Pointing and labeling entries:
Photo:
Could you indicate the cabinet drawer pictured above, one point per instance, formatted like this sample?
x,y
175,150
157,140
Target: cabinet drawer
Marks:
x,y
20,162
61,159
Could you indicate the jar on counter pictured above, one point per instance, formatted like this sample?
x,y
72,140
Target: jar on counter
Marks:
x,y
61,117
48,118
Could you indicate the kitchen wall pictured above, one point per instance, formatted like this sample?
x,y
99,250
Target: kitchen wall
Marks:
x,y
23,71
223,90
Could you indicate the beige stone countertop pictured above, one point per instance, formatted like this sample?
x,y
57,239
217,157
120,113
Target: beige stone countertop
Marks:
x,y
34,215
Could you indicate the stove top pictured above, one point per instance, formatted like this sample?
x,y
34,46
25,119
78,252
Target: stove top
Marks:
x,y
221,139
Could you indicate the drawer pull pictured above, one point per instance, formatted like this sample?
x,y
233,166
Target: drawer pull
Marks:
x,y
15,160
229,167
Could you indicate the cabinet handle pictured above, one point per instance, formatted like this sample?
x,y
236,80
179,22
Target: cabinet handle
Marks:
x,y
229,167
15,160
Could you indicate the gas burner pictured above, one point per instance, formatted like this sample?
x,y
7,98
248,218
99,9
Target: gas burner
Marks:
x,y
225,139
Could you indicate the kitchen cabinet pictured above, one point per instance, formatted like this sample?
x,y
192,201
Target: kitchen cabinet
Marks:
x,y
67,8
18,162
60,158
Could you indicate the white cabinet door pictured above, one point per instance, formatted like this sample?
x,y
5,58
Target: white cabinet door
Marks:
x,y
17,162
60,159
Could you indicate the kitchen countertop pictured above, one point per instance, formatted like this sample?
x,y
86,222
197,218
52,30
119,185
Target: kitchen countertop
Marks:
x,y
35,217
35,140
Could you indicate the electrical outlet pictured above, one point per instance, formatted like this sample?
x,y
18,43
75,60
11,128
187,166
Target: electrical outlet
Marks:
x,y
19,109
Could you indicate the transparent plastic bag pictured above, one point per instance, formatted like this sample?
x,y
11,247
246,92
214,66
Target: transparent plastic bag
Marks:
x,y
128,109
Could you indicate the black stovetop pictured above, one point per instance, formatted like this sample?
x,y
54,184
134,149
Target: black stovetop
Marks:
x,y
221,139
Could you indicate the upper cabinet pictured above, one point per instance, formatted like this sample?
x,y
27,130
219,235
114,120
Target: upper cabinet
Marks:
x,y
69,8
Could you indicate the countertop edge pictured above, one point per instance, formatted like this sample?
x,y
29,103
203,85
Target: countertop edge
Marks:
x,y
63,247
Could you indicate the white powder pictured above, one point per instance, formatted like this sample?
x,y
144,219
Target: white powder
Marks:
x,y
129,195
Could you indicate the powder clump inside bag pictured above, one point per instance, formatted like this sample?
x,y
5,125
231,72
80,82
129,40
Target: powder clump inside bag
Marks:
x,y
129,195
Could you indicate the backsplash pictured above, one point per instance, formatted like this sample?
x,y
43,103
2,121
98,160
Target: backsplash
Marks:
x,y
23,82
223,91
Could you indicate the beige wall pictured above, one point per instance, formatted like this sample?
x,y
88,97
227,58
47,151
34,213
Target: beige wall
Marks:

What you need to do:
Please rewrite the data from the line containing "Could you indicate the white powder" through the end of the data, inclusive, multiplying each answer coordinate by 1.45 and rounding to a whole number, with halves rounded up. Keep every other number as it is.

Written response:
Could you indicate the white powder pictured above, one point per instance, formatted like this sample?
x,y
144,219
Target: white powder
Marks:
x,y
187,283
Could you indicate the powder clump inside bag pictured above, one point per instance, formatted like this sample?
x,y
5,125
231,72
80,82
129,40
Target: powder clump inside bag
Marks:
x,y
187,283
Could you indicate the backsplash pictured above, one point per instance, formatted like this sample?
x,y
43,103
2,121
98,160
Target: backsplash
Marks:
x,y
33,119
323,132
Could you indicate the beige wall pictured above, one point per instance, formatted like this sample?
x,y
88,97
227,58
47,151
34,213
Target: beige wall
Marks:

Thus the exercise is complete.